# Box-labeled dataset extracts
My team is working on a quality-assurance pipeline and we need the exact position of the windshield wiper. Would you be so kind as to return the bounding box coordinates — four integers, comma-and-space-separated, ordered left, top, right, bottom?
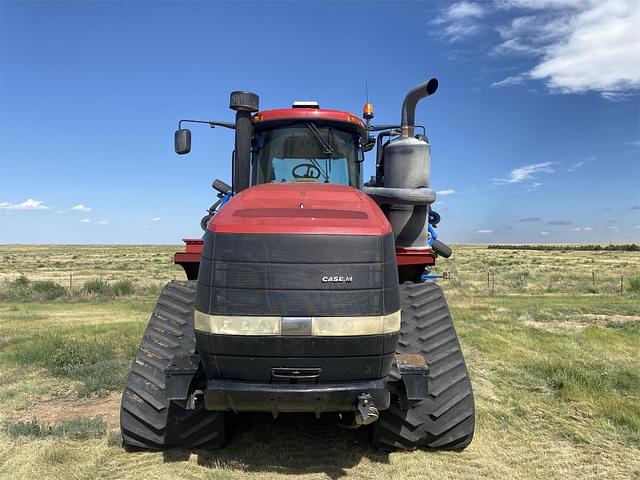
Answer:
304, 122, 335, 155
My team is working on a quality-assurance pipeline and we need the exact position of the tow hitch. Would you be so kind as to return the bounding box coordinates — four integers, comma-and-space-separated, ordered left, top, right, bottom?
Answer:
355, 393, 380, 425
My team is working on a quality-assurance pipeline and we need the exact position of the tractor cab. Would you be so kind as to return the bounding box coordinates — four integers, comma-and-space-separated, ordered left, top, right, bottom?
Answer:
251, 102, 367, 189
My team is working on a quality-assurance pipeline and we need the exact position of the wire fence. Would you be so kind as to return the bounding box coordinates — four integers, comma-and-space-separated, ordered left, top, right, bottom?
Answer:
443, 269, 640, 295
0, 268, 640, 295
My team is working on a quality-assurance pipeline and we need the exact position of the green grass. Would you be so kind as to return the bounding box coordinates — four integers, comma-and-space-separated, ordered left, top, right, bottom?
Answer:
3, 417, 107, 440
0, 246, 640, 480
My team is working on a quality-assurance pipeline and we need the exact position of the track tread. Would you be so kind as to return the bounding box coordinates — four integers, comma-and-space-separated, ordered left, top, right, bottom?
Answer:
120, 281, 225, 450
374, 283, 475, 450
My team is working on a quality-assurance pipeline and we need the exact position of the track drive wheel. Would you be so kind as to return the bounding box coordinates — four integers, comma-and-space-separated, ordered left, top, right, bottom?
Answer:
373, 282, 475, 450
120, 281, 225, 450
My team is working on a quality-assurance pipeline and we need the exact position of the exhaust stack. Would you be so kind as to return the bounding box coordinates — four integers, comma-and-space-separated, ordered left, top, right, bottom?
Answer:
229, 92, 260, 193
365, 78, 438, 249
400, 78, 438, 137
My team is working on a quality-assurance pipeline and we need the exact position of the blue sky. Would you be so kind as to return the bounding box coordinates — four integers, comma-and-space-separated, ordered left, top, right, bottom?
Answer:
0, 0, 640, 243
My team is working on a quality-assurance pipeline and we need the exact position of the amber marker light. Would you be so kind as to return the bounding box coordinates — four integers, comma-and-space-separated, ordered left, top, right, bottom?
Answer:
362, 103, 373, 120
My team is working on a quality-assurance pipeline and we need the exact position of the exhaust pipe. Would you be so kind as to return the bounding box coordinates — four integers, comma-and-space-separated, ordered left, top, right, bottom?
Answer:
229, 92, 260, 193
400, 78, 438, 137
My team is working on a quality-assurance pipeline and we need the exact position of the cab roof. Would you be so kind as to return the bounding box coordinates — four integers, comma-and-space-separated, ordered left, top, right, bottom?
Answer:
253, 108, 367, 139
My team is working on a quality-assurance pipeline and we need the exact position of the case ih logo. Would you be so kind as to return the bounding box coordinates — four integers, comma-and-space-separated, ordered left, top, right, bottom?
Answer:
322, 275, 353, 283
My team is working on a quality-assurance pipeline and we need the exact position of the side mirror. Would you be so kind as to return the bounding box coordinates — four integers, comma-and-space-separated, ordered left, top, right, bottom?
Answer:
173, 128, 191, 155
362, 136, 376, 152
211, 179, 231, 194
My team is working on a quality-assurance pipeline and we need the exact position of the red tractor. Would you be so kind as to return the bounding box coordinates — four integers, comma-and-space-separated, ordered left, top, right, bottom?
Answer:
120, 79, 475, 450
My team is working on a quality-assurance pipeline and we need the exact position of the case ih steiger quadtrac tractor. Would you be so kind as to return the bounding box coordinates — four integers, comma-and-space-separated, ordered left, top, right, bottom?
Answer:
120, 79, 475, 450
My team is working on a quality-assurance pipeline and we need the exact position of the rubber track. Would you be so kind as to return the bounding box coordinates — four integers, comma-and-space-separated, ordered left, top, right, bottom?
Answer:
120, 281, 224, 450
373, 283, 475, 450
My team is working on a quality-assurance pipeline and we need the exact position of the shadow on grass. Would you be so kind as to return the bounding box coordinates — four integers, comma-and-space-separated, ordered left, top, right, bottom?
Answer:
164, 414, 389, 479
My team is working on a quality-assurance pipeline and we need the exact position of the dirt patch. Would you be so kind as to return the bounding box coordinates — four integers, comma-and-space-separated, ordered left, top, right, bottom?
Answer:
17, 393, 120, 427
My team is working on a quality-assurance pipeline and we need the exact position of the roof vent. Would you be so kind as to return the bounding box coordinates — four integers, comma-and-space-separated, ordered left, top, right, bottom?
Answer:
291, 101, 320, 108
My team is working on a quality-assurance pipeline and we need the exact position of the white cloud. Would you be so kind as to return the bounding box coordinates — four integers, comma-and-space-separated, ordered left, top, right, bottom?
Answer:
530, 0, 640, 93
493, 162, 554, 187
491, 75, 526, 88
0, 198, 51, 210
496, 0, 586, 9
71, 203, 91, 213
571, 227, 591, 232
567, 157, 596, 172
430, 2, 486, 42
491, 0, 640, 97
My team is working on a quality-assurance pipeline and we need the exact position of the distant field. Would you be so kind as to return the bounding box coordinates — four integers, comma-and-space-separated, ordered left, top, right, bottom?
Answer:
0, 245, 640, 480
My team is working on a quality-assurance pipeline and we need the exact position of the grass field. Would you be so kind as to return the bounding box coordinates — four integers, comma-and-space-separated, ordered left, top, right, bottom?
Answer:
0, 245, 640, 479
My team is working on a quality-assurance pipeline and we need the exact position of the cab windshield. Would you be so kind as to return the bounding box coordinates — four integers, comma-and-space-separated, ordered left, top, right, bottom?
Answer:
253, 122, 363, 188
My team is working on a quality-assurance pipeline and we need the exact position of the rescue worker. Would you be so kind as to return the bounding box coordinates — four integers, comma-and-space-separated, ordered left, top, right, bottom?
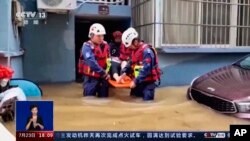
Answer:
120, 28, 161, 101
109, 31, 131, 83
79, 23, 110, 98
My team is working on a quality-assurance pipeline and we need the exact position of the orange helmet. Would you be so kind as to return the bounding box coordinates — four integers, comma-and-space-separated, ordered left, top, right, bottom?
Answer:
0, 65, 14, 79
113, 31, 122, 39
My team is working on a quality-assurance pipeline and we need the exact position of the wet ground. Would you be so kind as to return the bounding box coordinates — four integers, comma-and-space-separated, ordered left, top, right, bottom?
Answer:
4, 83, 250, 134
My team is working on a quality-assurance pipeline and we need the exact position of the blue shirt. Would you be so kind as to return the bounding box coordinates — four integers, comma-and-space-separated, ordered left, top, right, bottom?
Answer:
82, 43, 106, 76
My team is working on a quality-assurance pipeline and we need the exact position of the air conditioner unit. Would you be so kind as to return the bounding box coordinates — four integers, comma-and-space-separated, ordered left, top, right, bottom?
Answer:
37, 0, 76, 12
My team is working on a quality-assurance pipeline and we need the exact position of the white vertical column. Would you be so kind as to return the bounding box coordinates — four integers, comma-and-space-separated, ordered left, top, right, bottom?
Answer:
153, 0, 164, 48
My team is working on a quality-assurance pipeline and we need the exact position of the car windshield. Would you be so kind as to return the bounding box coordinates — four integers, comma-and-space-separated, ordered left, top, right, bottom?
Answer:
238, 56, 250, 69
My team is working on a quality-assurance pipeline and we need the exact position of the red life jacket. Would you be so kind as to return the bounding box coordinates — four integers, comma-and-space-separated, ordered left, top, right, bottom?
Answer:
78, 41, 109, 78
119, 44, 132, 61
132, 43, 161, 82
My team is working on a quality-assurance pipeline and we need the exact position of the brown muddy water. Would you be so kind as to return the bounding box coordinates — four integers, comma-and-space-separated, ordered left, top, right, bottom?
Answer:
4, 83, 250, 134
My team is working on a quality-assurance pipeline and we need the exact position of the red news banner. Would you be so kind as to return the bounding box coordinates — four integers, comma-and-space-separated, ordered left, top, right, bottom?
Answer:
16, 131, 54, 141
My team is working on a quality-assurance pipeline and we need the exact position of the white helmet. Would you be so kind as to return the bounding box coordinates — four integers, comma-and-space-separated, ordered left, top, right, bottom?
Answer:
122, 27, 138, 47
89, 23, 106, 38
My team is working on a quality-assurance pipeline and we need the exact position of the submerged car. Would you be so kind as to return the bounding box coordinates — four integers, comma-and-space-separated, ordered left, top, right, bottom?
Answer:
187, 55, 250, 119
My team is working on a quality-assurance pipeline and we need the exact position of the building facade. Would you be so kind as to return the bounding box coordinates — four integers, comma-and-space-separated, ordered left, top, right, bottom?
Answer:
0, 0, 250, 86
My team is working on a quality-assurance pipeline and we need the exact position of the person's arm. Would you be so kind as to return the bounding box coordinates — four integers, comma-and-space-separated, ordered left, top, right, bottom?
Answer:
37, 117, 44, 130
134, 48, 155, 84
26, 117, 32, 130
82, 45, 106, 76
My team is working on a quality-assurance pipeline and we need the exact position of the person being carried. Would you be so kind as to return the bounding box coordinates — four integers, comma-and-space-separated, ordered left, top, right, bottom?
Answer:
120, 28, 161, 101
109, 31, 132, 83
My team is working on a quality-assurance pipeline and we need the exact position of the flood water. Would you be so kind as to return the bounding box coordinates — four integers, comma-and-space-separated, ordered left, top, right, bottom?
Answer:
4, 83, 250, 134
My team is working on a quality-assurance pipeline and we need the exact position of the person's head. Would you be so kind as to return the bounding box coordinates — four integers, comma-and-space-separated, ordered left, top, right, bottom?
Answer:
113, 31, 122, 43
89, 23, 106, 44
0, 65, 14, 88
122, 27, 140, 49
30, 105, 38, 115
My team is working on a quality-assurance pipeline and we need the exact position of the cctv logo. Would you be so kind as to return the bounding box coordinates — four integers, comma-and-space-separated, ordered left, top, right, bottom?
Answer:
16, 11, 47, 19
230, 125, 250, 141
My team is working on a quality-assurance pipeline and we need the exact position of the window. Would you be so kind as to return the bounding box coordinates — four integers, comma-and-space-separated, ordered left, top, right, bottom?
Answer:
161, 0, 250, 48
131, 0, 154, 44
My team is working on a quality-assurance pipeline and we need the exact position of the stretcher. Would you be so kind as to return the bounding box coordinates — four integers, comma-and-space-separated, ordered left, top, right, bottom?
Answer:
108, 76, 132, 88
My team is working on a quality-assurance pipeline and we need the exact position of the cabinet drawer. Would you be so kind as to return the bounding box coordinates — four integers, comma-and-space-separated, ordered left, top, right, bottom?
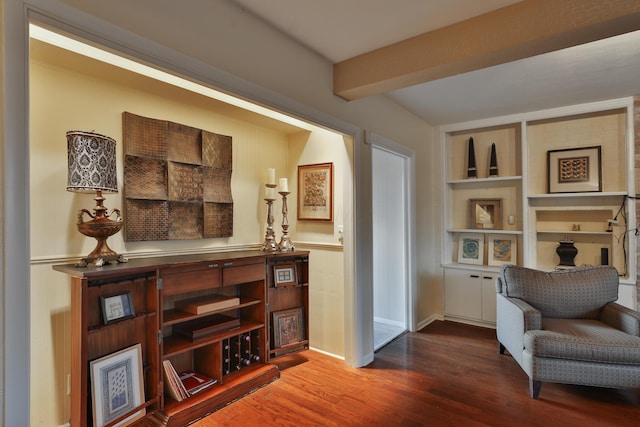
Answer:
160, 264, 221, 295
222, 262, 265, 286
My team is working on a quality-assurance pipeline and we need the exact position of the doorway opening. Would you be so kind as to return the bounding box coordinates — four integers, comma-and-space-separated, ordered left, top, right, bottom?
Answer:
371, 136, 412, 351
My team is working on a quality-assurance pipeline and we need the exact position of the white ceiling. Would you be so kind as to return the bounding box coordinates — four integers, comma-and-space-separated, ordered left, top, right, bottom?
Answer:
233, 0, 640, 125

...

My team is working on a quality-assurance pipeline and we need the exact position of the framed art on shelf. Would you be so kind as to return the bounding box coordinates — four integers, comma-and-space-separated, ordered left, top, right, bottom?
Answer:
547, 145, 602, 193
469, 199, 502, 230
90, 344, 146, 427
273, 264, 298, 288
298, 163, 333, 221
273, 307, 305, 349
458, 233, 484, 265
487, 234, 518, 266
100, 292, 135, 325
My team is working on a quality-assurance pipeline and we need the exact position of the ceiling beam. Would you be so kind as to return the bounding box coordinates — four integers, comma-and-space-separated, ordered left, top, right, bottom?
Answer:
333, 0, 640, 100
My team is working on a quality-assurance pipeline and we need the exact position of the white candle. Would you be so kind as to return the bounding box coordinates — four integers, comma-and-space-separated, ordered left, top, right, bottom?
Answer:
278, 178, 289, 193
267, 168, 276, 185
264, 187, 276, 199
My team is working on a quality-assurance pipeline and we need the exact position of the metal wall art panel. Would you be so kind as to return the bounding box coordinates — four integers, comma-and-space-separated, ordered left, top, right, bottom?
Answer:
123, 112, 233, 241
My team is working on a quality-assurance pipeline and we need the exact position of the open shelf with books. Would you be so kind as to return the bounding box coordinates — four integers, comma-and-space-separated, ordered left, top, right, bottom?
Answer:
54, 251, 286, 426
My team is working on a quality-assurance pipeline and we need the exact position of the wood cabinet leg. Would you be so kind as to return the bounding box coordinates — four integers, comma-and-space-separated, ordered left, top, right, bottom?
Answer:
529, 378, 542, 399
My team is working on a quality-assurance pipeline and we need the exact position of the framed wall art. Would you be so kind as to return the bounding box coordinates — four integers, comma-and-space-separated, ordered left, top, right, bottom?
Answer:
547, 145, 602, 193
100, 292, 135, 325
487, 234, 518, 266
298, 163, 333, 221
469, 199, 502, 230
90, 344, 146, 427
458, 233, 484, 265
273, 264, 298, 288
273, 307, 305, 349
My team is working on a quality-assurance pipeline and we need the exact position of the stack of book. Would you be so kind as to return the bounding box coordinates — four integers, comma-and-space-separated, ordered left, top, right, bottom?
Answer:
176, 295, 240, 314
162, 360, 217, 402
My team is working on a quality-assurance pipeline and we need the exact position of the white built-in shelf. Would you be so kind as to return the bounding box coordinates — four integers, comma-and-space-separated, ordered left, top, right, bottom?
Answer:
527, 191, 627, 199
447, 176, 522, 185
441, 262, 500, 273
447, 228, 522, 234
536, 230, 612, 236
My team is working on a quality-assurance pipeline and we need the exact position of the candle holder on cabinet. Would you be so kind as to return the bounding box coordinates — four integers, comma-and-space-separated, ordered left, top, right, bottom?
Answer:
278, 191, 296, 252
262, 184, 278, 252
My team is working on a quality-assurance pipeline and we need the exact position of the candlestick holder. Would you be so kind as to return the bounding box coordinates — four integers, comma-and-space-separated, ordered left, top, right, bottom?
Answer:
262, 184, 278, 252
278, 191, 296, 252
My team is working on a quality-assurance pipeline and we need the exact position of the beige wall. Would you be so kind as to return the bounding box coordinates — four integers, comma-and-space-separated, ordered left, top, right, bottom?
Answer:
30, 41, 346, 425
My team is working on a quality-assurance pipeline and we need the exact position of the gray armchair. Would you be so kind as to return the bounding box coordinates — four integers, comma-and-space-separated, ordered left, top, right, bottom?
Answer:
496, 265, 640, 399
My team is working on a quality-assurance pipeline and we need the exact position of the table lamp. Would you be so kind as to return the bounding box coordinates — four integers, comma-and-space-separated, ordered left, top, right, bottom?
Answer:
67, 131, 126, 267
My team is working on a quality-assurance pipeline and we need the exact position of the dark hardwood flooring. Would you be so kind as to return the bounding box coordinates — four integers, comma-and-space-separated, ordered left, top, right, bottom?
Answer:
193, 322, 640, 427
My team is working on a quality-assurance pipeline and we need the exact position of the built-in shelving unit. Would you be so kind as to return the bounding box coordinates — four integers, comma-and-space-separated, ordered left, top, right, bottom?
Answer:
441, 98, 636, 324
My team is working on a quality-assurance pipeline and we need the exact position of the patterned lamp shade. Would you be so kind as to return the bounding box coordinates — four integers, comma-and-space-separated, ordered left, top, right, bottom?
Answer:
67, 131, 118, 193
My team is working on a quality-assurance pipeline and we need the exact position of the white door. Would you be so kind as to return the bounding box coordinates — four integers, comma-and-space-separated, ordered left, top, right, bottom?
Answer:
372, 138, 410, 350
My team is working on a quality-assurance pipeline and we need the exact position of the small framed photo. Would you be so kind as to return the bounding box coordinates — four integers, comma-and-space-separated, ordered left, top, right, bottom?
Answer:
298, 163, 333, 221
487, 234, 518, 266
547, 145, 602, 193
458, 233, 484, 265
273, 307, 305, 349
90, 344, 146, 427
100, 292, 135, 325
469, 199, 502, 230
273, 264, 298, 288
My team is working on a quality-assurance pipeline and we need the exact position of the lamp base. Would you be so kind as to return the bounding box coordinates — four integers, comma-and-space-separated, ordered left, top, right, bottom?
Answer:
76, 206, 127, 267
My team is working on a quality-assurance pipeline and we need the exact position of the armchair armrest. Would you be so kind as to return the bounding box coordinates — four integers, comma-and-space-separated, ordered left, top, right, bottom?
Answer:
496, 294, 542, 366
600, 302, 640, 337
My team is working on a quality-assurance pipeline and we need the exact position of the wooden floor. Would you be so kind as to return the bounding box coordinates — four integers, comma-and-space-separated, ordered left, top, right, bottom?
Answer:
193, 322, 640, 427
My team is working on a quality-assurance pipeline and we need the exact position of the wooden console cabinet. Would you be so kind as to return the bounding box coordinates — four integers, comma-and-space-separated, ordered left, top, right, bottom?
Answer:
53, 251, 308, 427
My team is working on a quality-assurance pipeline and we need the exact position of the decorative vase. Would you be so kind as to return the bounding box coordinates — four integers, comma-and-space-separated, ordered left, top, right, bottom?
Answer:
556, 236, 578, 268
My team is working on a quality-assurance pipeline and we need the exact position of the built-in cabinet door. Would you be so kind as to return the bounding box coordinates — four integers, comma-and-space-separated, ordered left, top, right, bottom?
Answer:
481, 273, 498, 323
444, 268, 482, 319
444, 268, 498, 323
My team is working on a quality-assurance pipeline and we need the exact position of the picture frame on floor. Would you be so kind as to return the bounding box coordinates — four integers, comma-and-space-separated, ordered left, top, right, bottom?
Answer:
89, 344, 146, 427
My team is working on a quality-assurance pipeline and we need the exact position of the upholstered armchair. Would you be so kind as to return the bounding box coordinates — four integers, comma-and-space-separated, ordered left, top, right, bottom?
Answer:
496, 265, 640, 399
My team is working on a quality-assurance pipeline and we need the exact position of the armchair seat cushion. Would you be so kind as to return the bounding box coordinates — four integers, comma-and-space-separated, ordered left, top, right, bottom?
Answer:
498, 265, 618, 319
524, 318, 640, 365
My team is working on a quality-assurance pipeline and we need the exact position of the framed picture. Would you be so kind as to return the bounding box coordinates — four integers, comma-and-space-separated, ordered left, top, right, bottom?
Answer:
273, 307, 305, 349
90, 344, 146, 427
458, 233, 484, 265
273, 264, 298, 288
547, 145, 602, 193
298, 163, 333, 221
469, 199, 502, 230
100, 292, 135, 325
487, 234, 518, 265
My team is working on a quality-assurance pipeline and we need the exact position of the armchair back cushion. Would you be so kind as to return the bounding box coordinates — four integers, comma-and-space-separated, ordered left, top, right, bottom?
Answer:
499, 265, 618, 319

# Problem details
Format the lines from the one containing "of the side" through the one containing "17, 393, 120, 427", inclusive, as a numbered list, omitting any blank lines.

# Right answer
1. My team is working on a quality-assurance pipeline and we need the exact position of the side mirror. Would you be so kind as to return the bounding box coordinates — four integers, comma-and-space-separated, ordered left, top, right, bottom?
2. Answer:
3. 173, 128, 191, 155
4. 362, 136, 376, 152
5. 211, 179, 231, 194
6. My team is working on a quality-assurance pipeline and we need the exact position of the red tractor. Would you be so kind as to return the bounding box coordinates — four integers, comma-and-space-separated, ordered left, top, right, bottom?
7. Answer:
8. 120, 79, 475, 450
9. My team is working on a quality-assurance pipeline and we need the exact position of the case ih steiger quadtrac tractor. Would you be so kind as to return the bounding box coordinates — four integers, comma-and-space-separated, ordered left, top, right, bottom?
10. Answer:
11. 120, 79, 475, 450
12. My team is working on a quality-assurance pipeline and we need the exact position of the rubber track. Would you be so kind as to return the bounding box coordinates — four integers, comma-and-space-separated, ordered left, top, right, bottom?
13. Answer:
14. 120, 281, 224, 450
15. 373, 283, 475, 450
16. My team is working on a quality-assurance pipeline and we need the exact position of the shadow on grass. Would you be so kind as to return the bounding box coordinates — four integers, comma-and-space-separated, ordered left, top, right, bottom?
17. Answer:
18. 164, 414, 389, 479
19. My team is working on a quality-assurance pipeline and we need the exact position of the dirt patch. Would you be so kind as to return the bounding box coordinates — four integers, comma-and-space-separated, ordered left, top, right, bottom?
20. Answer:
21. 17, 393, 120, 427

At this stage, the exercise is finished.